• _Stated goal_
Filter the records below and copy out every line that contains the word "jacket".

• _Material for this task_
----------
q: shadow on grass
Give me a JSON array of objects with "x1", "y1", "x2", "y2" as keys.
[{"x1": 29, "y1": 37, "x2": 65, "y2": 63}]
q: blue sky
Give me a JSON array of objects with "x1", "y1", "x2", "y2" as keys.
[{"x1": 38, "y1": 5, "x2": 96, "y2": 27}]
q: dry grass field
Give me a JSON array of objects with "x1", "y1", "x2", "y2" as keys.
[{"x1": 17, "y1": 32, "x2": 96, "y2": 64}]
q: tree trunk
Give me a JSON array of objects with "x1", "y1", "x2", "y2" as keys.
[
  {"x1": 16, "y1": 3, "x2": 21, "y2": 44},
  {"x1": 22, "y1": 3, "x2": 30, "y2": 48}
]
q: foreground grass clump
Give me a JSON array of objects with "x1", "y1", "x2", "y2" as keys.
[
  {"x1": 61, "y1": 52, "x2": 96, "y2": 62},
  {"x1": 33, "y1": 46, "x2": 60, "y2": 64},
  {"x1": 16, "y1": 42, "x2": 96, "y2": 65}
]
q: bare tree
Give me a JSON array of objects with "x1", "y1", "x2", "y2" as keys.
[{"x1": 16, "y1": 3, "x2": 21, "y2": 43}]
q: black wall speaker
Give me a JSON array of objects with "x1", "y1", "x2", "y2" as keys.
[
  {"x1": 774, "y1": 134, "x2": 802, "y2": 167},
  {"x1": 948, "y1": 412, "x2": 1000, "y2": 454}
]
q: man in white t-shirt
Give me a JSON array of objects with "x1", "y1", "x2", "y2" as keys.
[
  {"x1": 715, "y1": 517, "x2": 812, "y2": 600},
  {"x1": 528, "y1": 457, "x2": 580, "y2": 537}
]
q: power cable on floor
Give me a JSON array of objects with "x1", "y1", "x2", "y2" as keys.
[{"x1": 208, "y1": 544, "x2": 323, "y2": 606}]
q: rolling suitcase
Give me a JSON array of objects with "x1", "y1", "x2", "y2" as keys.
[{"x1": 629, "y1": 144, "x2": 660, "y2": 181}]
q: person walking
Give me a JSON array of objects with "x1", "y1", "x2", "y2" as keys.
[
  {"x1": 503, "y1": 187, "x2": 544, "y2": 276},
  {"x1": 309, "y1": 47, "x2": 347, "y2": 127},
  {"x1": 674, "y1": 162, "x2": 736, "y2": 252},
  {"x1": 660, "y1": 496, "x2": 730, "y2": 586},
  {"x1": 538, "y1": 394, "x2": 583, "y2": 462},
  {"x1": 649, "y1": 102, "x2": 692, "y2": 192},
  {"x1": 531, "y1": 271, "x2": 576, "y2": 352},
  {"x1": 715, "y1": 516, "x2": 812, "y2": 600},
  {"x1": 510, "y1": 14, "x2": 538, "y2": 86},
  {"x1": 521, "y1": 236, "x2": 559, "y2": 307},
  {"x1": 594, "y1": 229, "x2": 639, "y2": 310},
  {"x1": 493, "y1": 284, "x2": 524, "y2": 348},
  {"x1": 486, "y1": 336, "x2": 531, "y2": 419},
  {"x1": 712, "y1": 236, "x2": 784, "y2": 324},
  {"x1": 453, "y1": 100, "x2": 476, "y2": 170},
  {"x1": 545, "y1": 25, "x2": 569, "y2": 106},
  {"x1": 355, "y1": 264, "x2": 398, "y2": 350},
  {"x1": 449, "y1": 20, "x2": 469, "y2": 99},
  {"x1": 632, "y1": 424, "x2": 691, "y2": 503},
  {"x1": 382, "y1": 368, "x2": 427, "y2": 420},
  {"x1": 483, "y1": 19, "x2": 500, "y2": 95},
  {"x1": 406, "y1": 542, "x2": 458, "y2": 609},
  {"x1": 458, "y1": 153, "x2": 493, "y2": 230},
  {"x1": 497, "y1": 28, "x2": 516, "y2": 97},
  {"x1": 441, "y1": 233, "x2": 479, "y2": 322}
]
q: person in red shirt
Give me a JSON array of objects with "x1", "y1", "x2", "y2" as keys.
----------
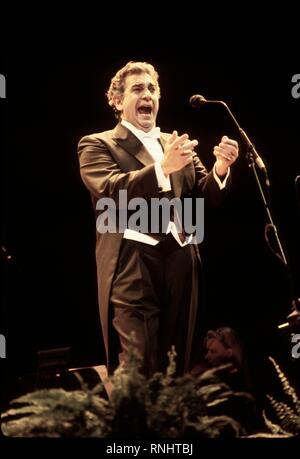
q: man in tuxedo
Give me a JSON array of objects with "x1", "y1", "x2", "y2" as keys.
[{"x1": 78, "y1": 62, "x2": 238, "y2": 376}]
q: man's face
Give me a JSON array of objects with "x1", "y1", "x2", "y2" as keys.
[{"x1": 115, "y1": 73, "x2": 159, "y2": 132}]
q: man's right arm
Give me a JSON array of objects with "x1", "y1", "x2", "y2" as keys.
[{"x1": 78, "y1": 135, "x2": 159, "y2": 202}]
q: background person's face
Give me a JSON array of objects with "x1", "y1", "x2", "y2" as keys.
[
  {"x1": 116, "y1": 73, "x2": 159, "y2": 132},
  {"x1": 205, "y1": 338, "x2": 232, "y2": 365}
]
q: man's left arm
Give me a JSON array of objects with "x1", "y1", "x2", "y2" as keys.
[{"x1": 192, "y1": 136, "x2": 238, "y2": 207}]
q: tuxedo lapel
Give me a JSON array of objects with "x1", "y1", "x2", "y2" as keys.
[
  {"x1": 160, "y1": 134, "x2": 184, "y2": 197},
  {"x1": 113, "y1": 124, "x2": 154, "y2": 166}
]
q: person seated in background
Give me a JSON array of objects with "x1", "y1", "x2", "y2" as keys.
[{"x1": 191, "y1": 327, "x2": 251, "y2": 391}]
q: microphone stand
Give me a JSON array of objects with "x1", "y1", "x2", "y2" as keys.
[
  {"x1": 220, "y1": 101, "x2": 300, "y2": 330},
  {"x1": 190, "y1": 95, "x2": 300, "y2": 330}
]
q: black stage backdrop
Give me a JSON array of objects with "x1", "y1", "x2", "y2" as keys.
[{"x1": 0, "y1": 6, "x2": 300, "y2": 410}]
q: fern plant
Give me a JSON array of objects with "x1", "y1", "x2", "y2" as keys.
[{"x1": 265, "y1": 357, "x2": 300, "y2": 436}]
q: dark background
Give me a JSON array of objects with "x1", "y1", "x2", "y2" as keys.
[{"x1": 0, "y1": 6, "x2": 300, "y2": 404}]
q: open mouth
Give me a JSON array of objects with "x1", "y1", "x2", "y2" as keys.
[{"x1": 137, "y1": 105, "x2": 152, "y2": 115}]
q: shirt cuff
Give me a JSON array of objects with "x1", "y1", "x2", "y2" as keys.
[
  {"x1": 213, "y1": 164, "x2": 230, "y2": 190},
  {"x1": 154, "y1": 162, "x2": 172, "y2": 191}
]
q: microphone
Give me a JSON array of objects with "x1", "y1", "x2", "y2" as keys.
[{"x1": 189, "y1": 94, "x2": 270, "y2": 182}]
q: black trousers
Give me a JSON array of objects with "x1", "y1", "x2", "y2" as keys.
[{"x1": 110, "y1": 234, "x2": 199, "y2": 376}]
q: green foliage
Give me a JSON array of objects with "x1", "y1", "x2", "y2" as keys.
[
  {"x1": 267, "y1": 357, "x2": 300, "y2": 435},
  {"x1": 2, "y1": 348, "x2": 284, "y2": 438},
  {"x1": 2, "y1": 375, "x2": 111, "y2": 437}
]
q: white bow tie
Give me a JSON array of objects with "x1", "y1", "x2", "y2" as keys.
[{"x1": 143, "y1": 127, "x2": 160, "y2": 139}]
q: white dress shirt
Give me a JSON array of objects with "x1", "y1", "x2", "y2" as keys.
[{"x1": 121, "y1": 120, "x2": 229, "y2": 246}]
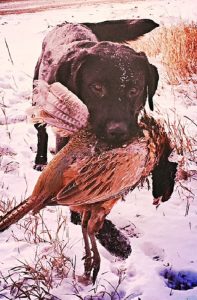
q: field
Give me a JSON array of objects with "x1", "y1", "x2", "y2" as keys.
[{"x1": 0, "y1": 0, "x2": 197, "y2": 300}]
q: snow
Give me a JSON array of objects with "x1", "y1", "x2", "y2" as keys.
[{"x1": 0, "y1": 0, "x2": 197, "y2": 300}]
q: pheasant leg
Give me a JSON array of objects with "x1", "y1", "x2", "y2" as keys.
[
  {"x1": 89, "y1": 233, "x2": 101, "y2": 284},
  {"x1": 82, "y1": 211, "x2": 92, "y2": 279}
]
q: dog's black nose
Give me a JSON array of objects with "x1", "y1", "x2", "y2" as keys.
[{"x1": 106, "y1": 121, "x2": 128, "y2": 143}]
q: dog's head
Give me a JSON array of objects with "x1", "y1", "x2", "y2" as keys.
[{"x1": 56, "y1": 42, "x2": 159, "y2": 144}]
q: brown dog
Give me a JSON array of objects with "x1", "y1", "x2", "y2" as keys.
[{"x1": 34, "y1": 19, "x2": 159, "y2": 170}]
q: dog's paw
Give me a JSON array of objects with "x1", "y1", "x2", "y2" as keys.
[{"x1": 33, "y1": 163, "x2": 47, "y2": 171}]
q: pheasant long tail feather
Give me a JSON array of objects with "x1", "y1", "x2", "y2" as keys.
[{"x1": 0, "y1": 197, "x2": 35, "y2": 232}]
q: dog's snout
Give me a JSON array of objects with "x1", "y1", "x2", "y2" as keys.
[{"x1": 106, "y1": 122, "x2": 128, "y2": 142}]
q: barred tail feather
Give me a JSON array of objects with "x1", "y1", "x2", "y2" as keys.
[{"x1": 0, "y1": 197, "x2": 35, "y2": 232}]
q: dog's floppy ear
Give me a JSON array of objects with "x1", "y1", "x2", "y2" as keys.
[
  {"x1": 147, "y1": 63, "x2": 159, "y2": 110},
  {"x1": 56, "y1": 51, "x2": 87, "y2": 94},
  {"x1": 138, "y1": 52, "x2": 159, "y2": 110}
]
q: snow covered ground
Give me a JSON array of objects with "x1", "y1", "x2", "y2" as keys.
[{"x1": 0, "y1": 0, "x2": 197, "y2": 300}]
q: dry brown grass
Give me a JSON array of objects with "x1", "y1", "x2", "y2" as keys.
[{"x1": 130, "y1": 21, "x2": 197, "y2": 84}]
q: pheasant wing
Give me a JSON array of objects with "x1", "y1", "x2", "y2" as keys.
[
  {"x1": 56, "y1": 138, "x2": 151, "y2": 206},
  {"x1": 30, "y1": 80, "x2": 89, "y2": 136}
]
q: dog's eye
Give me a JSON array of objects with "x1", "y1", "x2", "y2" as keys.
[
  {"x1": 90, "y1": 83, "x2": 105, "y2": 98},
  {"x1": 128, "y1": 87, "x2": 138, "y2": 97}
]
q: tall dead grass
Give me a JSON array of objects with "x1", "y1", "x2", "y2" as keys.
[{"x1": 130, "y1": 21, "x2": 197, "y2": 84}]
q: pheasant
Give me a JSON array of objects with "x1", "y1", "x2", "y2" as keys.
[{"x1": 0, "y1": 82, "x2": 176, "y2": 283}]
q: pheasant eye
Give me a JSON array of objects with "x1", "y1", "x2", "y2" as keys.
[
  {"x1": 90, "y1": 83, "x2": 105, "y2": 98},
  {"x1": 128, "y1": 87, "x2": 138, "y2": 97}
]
----------
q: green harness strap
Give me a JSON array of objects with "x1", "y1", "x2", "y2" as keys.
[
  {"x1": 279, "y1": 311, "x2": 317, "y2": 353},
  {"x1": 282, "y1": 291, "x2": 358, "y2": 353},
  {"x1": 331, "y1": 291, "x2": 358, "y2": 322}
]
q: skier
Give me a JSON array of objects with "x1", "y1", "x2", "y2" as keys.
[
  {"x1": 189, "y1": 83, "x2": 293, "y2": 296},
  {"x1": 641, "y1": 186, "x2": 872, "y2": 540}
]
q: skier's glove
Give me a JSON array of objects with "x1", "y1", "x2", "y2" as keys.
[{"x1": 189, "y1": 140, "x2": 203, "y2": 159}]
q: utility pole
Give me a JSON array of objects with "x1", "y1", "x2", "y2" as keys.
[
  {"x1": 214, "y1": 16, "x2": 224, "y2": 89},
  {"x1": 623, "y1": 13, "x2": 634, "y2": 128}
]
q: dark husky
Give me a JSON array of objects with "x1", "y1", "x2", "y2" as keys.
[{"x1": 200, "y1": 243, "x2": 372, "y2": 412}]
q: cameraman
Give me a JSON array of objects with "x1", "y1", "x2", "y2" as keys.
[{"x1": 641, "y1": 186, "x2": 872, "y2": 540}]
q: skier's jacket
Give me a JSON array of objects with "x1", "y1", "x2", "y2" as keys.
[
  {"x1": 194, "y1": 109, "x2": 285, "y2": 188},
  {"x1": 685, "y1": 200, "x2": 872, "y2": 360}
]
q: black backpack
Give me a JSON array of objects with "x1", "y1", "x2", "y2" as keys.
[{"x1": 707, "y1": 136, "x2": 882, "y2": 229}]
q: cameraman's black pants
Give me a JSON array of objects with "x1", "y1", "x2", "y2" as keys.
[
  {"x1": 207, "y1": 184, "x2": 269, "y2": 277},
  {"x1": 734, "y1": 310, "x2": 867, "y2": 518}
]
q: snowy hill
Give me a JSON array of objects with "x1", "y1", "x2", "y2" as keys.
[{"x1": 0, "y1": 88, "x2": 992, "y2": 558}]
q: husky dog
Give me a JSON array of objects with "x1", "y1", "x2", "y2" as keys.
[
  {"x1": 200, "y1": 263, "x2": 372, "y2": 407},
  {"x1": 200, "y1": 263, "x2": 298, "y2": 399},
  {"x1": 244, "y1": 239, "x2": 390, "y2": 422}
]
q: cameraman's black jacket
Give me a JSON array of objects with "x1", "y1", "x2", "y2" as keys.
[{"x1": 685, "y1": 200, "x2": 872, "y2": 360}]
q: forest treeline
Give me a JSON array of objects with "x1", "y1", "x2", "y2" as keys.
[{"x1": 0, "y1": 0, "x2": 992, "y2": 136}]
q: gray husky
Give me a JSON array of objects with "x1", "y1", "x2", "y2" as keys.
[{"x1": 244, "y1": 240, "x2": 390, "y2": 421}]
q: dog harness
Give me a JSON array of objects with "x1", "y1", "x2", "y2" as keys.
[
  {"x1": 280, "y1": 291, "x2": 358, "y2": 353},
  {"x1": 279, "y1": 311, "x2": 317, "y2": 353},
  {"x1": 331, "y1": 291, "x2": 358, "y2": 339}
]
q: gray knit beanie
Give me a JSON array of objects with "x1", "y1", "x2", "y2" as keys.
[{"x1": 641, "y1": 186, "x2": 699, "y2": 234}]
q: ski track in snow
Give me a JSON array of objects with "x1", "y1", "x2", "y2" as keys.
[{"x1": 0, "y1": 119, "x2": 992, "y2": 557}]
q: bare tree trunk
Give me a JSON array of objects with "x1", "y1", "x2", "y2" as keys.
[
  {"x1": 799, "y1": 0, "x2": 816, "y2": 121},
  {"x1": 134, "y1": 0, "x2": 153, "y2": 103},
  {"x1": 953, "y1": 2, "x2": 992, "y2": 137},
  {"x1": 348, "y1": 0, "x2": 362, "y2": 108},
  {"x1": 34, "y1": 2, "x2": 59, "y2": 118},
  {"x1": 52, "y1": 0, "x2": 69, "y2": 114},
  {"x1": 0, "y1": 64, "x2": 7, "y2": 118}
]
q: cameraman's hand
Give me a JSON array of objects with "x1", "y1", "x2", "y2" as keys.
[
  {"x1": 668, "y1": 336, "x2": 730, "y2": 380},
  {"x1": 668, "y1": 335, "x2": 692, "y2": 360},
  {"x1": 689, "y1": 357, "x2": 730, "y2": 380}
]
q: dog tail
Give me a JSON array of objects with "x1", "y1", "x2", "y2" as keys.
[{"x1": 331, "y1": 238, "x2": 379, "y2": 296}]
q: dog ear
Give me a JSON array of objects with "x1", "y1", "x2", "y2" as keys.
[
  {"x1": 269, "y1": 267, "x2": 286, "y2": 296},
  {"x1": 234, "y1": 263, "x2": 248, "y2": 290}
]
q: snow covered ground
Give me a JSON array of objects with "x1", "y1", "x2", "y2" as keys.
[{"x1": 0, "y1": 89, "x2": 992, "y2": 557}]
----------
• _Completed exercise_
q: skier's jacket
q: cameraman's black jacket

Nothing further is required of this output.